▶ **TASK GOAL**: Please state how many lines of the records hold the string "with", giving nothing but the number.

(Records excerpted from a collection)

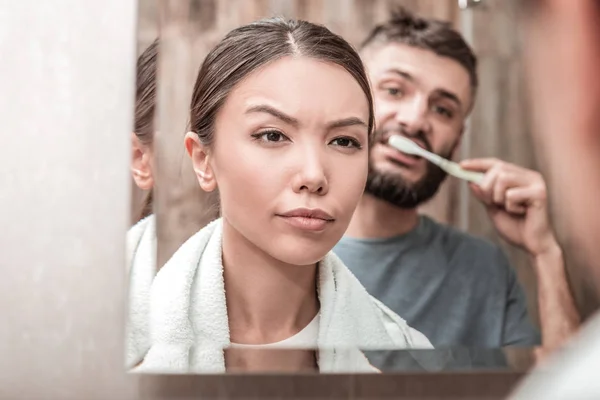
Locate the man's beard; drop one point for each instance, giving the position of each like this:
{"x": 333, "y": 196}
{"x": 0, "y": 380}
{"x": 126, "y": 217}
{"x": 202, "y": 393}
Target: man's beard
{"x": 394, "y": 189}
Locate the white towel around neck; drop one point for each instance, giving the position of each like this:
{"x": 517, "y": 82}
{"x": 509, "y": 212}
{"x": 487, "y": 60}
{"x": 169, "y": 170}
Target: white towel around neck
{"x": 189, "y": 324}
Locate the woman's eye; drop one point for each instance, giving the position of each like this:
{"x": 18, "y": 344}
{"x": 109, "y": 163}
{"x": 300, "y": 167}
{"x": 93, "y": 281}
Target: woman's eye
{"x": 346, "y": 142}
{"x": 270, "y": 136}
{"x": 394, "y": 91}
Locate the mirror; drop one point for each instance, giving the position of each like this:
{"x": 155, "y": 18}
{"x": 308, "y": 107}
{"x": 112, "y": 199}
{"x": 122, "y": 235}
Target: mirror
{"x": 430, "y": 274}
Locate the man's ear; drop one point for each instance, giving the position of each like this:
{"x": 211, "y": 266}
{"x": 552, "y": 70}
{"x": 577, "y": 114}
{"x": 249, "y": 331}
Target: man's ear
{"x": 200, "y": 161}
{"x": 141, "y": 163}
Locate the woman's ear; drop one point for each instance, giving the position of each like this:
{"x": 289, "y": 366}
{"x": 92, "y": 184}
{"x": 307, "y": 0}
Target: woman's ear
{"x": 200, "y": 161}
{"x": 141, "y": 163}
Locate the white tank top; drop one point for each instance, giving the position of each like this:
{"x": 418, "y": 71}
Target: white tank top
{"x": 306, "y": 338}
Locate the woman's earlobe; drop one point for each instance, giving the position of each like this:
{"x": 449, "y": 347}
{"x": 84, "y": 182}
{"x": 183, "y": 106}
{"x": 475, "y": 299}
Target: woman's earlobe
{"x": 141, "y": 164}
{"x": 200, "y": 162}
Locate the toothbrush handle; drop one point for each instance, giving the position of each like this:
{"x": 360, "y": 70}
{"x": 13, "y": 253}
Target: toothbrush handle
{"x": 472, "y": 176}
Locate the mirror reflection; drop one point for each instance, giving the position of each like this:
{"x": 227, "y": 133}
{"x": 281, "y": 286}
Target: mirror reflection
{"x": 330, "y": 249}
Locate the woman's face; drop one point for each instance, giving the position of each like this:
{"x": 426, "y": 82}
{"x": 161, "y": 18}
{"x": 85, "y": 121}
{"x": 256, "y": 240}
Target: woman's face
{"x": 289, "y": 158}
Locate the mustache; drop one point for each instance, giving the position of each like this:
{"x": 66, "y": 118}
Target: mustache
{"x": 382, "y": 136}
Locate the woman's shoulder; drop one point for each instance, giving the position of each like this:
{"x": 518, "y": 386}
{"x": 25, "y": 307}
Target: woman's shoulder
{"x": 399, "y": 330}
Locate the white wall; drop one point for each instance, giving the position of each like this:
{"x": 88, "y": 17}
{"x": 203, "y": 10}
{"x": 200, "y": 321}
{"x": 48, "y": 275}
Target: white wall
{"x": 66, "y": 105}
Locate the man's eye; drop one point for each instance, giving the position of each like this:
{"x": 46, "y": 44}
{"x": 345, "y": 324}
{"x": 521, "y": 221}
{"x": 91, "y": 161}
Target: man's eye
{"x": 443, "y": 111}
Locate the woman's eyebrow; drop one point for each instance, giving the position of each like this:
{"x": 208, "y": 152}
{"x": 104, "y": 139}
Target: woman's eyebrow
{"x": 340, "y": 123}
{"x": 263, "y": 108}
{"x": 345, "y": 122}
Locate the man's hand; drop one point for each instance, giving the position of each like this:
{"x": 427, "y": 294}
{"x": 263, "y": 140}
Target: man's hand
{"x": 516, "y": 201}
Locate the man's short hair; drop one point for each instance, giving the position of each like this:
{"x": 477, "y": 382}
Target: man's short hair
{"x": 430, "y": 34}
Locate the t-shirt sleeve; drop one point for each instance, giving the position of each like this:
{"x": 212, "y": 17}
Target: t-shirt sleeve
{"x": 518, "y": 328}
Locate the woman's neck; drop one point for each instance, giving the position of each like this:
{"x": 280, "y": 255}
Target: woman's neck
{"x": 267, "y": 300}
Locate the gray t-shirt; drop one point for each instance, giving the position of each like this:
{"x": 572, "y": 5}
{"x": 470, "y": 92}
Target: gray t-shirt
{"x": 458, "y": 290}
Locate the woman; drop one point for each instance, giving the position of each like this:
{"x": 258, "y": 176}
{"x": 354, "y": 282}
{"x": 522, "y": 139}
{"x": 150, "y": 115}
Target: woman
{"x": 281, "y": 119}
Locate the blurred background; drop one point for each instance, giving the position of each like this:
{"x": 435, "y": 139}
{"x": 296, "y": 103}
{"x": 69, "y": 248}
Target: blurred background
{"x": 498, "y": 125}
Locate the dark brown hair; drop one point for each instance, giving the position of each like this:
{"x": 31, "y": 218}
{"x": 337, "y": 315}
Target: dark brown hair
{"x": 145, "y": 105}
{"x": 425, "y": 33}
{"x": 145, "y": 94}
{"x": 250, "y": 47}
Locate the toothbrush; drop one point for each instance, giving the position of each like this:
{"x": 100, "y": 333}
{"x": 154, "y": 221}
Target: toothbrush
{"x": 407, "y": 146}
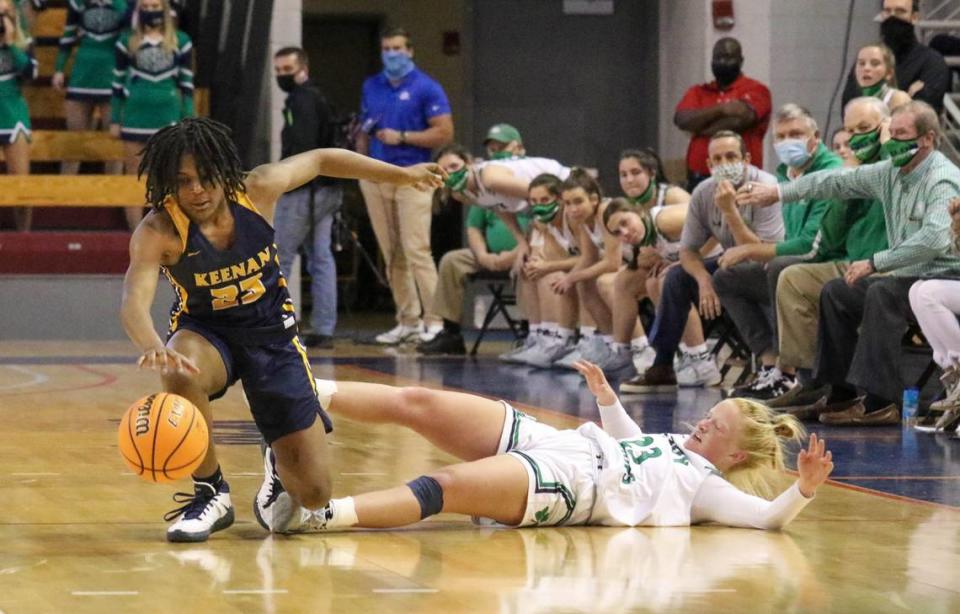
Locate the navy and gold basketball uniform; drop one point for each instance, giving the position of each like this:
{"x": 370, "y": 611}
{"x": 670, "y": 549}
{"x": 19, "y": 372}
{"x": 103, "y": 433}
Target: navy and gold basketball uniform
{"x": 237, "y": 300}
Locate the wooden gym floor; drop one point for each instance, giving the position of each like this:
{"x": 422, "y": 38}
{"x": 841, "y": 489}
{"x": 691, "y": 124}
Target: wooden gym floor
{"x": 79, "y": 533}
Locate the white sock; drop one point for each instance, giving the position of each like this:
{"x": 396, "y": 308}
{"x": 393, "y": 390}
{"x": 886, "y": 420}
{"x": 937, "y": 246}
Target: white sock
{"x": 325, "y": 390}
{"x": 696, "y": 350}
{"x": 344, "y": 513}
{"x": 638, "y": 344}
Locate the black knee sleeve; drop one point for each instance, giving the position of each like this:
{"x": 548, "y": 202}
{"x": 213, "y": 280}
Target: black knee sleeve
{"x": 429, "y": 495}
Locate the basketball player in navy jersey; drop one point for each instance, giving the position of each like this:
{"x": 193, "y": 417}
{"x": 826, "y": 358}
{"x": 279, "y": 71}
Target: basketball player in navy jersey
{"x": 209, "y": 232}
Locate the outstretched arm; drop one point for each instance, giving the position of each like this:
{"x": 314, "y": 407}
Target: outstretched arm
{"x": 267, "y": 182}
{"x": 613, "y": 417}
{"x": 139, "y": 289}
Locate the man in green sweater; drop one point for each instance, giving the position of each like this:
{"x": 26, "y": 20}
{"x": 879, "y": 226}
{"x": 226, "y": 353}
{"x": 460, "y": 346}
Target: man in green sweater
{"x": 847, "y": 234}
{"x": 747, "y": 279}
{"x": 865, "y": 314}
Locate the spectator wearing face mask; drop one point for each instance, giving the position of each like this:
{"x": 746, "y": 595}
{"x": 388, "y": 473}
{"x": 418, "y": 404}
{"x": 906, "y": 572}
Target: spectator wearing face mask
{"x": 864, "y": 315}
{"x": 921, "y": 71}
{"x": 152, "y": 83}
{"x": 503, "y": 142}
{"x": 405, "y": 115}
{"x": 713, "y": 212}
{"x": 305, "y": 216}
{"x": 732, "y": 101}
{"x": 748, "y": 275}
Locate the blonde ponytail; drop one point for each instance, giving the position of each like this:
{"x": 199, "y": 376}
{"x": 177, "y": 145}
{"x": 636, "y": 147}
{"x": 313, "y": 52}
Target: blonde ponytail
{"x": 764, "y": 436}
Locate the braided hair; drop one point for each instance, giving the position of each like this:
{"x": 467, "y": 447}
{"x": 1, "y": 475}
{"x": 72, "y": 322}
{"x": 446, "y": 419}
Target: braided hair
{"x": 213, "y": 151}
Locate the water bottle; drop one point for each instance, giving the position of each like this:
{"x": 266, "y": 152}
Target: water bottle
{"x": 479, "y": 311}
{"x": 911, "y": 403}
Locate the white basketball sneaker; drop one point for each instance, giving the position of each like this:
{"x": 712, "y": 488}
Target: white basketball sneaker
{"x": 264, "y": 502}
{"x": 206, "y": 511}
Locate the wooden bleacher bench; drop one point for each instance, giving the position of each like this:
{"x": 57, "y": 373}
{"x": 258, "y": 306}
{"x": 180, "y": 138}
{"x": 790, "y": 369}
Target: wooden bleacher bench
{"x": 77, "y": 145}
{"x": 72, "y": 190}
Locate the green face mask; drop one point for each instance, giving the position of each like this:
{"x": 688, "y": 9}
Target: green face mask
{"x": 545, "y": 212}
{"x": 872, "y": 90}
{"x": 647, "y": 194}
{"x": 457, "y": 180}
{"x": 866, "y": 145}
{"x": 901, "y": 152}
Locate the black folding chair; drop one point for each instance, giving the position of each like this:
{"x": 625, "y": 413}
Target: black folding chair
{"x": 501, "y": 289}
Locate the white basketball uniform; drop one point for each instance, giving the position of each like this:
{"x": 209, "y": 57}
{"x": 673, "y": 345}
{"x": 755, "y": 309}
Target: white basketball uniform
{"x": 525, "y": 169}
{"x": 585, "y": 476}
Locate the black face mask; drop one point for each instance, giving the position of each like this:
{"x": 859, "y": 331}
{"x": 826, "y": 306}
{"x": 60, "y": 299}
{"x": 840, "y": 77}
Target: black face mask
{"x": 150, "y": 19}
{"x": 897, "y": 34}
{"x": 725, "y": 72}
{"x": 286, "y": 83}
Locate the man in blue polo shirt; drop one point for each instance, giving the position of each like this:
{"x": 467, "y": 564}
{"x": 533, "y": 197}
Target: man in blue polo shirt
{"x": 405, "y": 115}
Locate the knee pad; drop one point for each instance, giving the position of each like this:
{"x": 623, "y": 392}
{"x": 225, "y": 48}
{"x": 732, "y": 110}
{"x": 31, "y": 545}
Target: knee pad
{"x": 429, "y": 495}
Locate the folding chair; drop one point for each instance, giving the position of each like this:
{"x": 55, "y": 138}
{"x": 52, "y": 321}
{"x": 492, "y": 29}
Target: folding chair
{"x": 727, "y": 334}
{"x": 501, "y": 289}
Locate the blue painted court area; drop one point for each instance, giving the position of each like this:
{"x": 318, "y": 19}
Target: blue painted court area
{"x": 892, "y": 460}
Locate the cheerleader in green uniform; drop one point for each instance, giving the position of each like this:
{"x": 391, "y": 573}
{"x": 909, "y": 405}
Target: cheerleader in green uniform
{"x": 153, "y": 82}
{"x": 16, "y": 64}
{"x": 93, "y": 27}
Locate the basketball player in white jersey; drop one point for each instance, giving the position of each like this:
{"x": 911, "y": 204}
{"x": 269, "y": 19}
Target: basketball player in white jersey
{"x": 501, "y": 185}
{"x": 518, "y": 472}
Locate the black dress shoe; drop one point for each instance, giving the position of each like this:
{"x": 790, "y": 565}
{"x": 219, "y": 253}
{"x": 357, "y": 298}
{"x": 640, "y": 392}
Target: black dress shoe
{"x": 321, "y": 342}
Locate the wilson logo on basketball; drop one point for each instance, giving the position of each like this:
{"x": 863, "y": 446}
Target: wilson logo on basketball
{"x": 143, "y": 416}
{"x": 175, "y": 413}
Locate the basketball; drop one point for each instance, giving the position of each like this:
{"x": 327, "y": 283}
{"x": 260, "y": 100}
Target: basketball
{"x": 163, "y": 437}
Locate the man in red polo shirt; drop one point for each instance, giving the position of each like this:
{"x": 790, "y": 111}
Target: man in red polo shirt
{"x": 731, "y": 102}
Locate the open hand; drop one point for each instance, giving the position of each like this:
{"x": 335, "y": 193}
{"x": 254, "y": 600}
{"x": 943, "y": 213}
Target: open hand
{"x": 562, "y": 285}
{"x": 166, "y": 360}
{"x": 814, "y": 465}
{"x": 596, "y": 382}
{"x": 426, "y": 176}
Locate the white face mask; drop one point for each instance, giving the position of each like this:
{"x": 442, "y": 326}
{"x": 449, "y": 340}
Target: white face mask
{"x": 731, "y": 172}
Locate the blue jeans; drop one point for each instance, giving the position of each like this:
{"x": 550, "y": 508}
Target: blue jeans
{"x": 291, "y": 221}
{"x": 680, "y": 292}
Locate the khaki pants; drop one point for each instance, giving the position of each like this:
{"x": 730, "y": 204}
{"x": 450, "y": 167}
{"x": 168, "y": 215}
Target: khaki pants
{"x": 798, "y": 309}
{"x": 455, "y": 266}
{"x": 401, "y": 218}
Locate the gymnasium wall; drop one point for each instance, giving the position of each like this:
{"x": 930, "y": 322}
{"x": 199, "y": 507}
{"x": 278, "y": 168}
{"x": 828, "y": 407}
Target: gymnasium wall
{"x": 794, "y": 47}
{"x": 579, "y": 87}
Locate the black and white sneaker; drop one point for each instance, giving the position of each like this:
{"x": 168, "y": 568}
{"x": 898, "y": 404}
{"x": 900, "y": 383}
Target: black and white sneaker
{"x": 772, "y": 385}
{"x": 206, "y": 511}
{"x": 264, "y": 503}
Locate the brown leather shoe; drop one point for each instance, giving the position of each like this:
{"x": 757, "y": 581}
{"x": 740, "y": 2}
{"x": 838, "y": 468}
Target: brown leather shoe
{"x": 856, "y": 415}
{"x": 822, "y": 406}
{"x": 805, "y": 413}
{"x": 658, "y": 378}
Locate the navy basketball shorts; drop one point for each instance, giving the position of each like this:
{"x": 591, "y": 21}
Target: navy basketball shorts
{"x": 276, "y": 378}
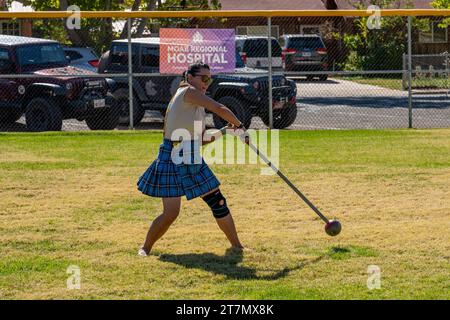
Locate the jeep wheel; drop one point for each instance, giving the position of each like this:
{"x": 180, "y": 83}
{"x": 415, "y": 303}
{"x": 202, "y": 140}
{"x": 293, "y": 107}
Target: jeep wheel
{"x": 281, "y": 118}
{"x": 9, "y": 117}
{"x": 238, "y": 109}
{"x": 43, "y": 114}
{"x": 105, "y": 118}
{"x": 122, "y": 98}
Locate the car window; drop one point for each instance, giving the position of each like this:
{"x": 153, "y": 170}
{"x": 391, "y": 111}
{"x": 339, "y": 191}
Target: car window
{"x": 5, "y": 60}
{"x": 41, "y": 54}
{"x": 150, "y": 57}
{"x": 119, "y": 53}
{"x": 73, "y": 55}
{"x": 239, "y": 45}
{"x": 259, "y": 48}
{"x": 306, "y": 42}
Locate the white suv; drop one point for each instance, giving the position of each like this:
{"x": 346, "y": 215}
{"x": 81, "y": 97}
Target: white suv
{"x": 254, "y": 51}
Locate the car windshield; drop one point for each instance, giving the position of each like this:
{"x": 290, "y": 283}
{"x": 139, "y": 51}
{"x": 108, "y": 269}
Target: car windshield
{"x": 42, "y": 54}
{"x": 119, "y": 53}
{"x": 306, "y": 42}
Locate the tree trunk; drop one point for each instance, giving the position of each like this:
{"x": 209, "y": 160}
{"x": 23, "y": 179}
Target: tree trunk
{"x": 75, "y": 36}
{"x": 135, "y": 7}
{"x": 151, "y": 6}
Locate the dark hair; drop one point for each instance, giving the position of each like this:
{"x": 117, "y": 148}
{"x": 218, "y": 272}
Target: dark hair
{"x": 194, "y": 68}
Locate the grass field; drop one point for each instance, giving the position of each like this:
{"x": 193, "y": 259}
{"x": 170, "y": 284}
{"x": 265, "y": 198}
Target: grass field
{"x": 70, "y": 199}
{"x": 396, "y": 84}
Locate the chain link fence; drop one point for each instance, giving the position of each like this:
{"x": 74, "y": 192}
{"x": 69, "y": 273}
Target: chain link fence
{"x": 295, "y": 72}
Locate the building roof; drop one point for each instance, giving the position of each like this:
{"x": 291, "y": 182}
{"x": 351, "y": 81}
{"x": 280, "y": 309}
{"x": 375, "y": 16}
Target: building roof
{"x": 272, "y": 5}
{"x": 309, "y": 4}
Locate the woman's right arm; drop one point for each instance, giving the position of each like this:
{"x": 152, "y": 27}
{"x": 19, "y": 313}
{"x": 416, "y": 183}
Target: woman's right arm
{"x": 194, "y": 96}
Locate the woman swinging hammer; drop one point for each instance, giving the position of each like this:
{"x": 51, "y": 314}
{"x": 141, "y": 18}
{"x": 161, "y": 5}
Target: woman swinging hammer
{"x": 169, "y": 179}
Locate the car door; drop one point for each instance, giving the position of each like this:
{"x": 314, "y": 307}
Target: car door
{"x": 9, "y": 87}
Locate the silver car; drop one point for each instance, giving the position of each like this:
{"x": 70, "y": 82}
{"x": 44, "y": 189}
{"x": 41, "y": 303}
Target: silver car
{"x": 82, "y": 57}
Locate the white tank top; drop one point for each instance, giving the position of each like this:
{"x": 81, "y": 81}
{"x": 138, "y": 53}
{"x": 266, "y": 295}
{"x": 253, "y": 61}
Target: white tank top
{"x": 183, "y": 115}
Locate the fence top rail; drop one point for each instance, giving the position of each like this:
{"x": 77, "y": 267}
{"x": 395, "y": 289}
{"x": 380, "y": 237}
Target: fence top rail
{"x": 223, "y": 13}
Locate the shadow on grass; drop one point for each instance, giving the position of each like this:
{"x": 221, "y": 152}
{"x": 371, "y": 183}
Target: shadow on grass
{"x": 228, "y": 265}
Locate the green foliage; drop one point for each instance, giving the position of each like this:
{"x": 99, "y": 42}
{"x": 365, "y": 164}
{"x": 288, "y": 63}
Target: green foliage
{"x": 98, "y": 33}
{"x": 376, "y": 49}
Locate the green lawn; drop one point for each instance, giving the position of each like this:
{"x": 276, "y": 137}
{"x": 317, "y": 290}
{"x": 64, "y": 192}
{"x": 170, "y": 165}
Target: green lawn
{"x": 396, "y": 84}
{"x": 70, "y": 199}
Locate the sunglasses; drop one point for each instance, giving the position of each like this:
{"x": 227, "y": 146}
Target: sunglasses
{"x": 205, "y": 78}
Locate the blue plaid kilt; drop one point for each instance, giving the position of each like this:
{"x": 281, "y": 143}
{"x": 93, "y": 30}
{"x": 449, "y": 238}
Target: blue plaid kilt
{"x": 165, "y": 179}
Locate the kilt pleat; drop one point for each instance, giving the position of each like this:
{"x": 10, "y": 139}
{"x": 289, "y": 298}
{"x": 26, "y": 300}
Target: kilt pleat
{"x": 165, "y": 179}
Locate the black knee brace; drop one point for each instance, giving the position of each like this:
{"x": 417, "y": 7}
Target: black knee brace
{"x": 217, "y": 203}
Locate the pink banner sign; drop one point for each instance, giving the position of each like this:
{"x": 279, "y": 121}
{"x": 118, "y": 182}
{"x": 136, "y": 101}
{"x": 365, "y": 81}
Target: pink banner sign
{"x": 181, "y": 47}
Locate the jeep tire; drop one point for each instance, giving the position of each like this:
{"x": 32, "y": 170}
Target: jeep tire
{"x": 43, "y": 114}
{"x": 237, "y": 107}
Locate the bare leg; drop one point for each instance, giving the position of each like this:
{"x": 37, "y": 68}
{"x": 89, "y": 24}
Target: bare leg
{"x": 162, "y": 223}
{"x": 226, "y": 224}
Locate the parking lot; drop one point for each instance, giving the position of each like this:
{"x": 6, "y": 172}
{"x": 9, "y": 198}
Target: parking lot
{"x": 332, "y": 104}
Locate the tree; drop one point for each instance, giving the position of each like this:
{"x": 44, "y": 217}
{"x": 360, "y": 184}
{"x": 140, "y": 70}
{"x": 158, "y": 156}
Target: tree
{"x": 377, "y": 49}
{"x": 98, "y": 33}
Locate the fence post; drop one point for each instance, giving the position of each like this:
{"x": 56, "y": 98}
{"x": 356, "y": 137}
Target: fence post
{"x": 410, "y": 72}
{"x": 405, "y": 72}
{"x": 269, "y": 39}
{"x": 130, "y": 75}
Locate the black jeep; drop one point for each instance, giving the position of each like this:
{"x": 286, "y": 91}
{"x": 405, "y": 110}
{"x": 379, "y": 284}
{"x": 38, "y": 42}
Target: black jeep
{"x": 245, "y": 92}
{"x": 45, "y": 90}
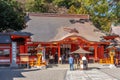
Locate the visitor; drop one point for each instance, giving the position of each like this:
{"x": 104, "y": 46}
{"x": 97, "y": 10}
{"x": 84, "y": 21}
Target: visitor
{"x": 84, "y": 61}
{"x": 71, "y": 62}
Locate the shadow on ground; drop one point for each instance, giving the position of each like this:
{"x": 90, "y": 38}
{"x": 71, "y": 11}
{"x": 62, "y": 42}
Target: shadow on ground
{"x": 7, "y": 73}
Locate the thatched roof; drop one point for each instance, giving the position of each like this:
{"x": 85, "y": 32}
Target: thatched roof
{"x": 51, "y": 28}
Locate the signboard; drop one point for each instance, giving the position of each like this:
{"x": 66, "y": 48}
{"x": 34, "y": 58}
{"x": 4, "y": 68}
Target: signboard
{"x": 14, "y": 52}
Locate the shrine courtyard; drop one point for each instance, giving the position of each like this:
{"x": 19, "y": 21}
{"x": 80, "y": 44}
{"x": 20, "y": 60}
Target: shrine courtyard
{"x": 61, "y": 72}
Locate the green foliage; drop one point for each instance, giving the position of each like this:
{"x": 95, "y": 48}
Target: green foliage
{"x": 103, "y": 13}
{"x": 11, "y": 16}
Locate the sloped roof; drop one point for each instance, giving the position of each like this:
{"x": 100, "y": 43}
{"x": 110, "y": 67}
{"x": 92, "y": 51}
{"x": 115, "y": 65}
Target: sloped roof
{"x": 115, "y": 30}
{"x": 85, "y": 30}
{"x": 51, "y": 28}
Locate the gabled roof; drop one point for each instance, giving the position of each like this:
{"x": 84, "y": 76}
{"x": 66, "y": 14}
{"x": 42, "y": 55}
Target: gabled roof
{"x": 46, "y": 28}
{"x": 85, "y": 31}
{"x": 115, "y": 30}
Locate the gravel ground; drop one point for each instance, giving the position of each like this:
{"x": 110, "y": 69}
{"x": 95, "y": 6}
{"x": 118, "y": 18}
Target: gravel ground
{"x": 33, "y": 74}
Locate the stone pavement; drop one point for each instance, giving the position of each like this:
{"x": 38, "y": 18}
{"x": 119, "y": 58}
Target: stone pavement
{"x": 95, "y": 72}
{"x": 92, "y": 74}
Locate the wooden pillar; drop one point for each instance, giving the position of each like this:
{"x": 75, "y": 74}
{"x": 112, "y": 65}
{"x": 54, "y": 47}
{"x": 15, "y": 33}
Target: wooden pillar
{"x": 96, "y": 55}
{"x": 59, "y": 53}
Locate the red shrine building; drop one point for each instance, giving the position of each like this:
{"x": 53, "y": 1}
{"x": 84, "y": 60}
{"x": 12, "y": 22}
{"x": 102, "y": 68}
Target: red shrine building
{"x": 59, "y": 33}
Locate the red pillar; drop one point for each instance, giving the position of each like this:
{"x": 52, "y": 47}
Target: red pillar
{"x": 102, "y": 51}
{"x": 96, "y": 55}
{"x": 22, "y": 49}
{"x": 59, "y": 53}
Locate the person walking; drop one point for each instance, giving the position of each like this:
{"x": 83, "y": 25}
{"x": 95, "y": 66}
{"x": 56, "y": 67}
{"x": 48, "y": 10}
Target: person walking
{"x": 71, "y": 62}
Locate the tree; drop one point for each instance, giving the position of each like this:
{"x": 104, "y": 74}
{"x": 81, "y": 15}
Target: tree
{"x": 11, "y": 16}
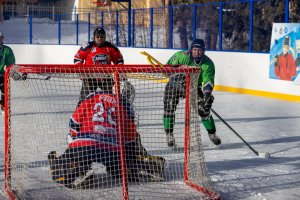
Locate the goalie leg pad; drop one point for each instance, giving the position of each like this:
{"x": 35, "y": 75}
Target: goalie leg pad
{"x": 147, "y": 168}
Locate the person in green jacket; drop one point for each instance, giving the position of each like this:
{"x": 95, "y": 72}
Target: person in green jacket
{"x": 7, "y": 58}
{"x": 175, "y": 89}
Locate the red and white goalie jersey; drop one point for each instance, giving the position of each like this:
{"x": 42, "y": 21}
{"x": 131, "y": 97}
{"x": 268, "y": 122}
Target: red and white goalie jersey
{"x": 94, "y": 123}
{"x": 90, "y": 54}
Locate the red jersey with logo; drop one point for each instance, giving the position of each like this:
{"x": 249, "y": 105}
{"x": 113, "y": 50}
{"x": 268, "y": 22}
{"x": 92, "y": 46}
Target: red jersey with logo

▶ **RESPONSE FOR THIS EXERCISE**: 2